───── Quelle

Durchgängig leistungsfähige Steuerungstechnik
Das Entscheidungskriterium von Tetra Pak für den Einsatz von Steuerungstechnik von Beckhoff lag auch in der Verfügbarkeit aller systemrelevanter Komponenten aus einer Hand und damit der garantierten nahtlosen und leistungsfähigen Integration. Kern der Maschinensteuerung bilden zwei Ultra-Kompakt-Industrie-PCs C6032 für die HMI-Anwendungen, die beiden XTS-Systeme, Motion Control mit TwinCAT NC PTP und für TwinCAT PLC. Weiterhin lassen sich zahlreiche Funktionen in einem Steuerungsgerät vereinen, bis hin zur Maschinensimulation. Mit der gewählten Hardware-Plattform bietet sich zudem ausreichend Potenzial für zukünftige Funktionserweiterungen. Hinzu kommt, dass Beckhoff ein hinsichtlich Rechenleistung, Speicherausbau und sogar Formfaktor sehr breites und fein skalierbares Portfolio anbietet und damit ein hohes Maß an Zukunftssicherheit sicherstellt.

──────────

§ Aufgabe 1:
Übernehmen Sie die Zeilen der Einträge unverändert, beginnend mit der Zeile, die „of the white“ enthält, bis einschließlich der letzten Zeile der Einträge.

───── Daten zur Aufgabe

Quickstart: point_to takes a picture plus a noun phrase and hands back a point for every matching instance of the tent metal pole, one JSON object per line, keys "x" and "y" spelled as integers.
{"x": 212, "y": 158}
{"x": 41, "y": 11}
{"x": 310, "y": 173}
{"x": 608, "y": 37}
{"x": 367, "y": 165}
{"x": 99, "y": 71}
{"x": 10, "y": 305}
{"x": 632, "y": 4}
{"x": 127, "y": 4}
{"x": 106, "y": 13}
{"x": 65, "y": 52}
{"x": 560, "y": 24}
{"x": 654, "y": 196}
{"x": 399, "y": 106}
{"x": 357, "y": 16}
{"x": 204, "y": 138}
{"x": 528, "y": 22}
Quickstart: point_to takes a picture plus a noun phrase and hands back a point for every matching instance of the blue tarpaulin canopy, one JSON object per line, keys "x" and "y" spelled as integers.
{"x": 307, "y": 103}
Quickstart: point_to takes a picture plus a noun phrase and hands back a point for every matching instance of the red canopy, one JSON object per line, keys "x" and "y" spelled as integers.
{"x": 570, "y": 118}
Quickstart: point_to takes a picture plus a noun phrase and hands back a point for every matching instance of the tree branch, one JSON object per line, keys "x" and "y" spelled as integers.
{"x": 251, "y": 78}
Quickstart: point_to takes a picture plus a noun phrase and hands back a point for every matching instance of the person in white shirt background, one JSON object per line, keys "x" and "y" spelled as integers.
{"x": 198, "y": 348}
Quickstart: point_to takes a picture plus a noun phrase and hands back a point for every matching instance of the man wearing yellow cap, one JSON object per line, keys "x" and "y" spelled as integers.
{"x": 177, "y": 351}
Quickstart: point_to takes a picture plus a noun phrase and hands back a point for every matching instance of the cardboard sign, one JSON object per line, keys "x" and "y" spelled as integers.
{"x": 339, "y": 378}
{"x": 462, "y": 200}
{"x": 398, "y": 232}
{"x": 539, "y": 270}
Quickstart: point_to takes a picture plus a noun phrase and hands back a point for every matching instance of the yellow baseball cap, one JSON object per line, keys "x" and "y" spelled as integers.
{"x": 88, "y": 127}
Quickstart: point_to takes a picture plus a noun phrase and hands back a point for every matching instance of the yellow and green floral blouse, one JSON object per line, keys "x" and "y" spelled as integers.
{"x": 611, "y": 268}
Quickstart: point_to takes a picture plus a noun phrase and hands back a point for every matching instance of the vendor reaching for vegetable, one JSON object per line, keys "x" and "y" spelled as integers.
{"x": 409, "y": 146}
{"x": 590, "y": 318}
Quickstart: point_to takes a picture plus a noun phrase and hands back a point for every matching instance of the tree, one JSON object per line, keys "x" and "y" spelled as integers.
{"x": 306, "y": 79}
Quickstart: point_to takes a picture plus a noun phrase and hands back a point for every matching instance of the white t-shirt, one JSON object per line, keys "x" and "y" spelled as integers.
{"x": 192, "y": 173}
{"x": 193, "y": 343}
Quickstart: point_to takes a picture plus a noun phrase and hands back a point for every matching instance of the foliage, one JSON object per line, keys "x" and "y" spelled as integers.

──────────

§ Aufgabe 2:
Zählen Sie alle Merkmale auf, hinsichtlich derer das Portfolio von Beckhoff laut der Quelle sehr breit und fein skalierbar ist.

§ Lösung 1:
Quickstart: point_to takes a picture plus a noun phrase and hands back a point for every matching instance of the white t-shirt, one JSON object per line, keys "x" and "y" spelled as integers.
{"x": 192, "y": 173}
{"x": 193, "y": 343}
Quickstart: point_to takes a picture plus a noun phrase and hands back a point for every matching instance of the foliage, one JSON object per line, keys "x" and "y" spelled as integers.

§ Lösung 2:
Rechenleistung
Speicherausbau
Formfaktor